# SET TASK
Render the lines below, from the one containing "For every instance of the island" through the one containing "Target: tree line" inclusive, as a numbered list with blank lines omitted.

┄┄┄┄┄┄┄┄┄┄

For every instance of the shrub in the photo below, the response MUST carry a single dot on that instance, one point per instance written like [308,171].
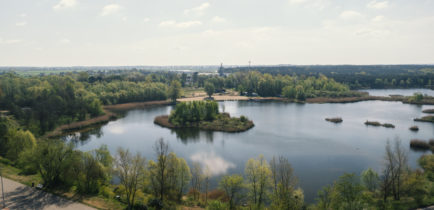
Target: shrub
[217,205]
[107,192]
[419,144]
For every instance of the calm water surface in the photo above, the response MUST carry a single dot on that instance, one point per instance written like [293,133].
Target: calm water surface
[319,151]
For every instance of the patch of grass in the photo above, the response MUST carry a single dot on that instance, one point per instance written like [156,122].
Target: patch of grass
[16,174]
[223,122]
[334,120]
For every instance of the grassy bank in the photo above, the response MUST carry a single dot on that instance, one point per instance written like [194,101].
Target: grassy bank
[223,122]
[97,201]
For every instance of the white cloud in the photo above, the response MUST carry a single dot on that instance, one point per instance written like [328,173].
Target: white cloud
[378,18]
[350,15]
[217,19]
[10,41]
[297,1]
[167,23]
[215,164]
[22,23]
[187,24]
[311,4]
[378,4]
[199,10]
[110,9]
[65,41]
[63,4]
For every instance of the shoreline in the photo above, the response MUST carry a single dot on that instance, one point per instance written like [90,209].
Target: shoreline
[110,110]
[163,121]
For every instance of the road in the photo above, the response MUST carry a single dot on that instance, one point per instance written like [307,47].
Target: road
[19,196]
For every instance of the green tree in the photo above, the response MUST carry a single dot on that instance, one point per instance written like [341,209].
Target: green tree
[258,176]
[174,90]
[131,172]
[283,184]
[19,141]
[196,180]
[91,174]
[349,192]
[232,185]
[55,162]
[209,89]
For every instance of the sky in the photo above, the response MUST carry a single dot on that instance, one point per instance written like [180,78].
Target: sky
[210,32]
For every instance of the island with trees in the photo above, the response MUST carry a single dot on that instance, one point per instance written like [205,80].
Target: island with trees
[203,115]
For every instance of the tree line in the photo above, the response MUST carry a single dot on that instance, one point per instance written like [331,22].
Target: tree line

┄┄┄┄┄┄┄┄┄┄

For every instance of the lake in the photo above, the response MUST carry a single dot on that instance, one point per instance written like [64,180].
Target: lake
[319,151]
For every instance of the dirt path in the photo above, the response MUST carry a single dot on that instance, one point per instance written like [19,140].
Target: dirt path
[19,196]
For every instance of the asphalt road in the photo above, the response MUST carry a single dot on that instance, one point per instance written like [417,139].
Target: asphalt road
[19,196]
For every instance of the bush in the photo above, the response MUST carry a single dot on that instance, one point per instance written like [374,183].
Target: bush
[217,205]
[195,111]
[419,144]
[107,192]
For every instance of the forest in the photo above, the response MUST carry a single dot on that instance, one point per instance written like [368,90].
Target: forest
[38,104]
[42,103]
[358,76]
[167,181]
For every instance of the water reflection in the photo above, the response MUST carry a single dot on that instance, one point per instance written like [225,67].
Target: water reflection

┄┄┄┄┄┄┄┄┄┄

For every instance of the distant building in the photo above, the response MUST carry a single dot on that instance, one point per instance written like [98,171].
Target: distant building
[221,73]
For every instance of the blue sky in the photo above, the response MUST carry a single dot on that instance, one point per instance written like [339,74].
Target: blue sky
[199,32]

┄┄┄┄┄┄┄┄┄┄

# COMPLETED EXERCISE
1. For every instance of the island with trees in the photo above, the response MUST carry a single dot on that instance, one point per instance written like [205,80].
2. Target: island with trees
3. [203,115]
4. For every instance of the tree line in the photo above, the response MUST carry a single dot on that instance, one point per instance written like [331,22].
5. Target: tree line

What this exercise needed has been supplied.